- THE TASKS:
1) Repeat word for word the passage of the Storm metrics page starting with "Version: 1.0.6" and going on through "and so forth.".
2) On the Storm metrics page, which method increments a CountMetric by one?
** start SOURCE **
Version: 1.0.6

Storm Metrics

Storm exposes a metrics interface to report summary statistics across the full topology. It's used internally to track the numbers you see in the Nimbus UI console: counts of executes and acks; average process latency per bolt; worker heap usage; and so forth.

Metric Types

Metrics have to implement IMetric which contains just one method, getValueAndReset -- do any remaining work to find the summary value, and reset back to an initial state. For example, the MeanReducer divides the running total by its running count to find the mean, then initializes both values back to zero.

Storm gives you these metric types:

  • AssignableMetric -- set the metric to the explicit value you supply. Useful if it's an external value or in the case that you are already calculating the summary statistic yourself.
  • CombinedMetric -- generic interface for metrics that can be updated associatively.
  • CountMetric -- a running total of the supplied values. Call incr() to increment by one, incrBy(n) to add/subtract the given number.
  • ReducedMetric
    • MeanReducer -- track a running average of values given to its reduce() method. (It accepts Double, Integer or Long values, and maintains the internal average as a Double.) Despite his reputation, the MeanReducer is actually a pretty nice guy in person.
    • MultiReducedMetric -- a hashmap of reduced metrics.

Metrics Consumer

You can listen and handle the topology metrics via registering Metrics Consumer to your topology.

To register metrics consumer to your topology, add to your topology's configuration like:

conf.registerMetricsConsumer(org.apache.storm.metric.LoggingMetricsConsumer.class, 1);

You can refer Config#registerMetricsConsumer and overloaded methods from javadoc.

Otherwise edit the storm.yaml config file:

  - class: "org.apache.storm.metric.LoggingMetricsConsumer"
** end SOURCE **
** start MATERIAL SUPPLIED **
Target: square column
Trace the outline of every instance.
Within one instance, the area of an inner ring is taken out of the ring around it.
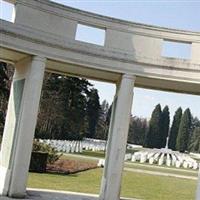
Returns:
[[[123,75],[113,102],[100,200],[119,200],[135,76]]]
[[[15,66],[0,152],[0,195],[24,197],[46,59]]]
** end MATERIAL SUPPLIED **
** start MATERIAL SUPPLIED **
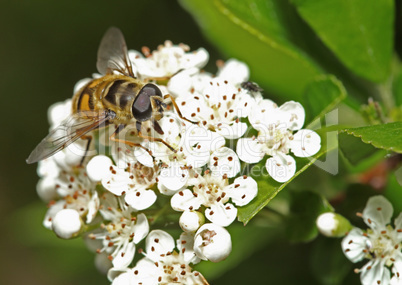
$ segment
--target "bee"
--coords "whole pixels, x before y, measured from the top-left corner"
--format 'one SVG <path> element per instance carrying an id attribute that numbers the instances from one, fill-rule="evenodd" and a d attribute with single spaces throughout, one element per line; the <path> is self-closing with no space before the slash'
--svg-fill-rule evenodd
** end MATERIAL SUPPLIED **
** start MATERIAL SUPPLIED **
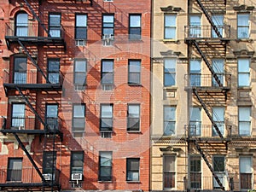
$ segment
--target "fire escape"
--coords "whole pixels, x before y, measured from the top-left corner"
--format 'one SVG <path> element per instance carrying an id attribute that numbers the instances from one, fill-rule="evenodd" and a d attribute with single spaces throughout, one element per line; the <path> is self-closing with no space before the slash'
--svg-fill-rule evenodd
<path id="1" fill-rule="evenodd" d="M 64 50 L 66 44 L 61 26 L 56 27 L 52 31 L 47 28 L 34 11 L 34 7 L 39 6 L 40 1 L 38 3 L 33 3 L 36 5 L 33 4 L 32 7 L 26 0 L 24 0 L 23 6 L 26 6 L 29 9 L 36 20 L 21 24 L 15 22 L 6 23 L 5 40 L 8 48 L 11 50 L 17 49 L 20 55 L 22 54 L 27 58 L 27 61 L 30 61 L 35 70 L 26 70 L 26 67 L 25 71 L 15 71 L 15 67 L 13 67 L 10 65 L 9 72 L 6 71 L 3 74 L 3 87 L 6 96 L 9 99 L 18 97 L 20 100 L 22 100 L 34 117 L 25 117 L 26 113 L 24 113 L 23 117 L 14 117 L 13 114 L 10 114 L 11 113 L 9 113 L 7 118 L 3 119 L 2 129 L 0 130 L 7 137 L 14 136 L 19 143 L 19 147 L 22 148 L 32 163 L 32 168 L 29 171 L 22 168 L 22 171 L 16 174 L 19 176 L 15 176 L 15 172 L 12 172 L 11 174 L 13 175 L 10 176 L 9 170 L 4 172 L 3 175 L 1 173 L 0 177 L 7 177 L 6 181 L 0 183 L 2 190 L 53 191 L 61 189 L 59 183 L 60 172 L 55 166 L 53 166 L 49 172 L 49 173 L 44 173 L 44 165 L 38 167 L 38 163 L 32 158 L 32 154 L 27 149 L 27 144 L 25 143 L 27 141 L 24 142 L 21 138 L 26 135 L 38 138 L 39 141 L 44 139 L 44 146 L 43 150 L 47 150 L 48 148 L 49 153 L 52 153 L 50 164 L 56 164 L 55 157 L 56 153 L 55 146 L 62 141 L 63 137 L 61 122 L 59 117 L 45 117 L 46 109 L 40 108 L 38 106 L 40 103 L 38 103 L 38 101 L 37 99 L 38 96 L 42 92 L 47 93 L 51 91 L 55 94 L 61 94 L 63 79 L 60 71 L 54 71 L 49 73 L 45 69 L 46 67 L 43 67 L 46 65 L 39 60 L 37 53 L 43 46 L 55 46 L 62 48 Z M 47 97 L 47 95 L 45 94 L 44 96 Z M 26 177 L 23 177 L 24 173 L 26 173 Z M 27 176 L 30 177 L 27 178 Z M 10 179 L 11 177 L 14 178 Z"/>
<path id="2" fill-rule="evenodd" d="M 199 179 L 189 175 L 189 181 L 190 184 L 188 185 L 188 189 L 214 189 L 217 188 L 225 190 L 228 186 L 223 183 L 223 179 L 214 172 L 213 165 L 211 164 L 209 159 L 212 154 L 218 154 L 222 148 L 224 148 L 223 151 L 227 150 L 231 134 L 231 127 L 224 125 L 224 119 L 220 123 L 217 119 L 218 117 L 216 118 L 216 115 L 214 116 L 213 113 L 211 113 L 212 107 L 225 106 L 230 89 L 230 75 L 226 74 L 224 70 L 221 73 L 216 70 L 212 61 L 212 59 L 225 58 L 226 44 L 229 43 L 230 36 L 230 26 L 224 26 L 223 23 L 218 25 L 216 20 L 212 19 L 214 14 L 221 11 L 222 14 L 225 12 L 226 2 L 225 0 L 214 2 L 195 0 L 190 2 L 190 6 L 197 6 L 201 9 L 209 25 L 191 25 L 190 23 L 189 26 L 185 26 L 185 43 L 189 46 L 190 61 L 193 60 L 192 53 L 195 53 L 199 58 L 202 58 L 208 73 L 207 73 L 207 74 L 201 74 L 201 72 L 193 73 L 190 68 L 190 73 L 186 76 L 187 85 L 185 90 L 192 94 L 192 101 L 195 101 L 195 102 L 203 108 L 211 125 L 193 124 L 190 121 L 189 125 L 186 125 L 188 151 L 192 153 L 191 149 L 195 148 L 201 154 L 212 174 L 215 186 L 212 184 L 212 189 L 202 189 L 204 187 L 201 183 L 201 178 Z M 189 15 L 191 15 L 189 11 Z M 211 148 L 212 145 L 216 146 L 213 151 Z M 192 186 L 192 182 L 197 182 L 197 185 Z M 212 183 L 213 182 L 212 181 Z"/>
** end MATERIAL SUPPLIED **
- TASK RESULTS:
1)
Version: 1.0.6

Storm Metrics

Storm exposes a metrics interface to report summary statistics across the full topology. It's used internally to track the numbers you see in the Nimbus UI console: counts of executes and acks; average process latency per bolt; worker heap usage; and so forth.

2) incr()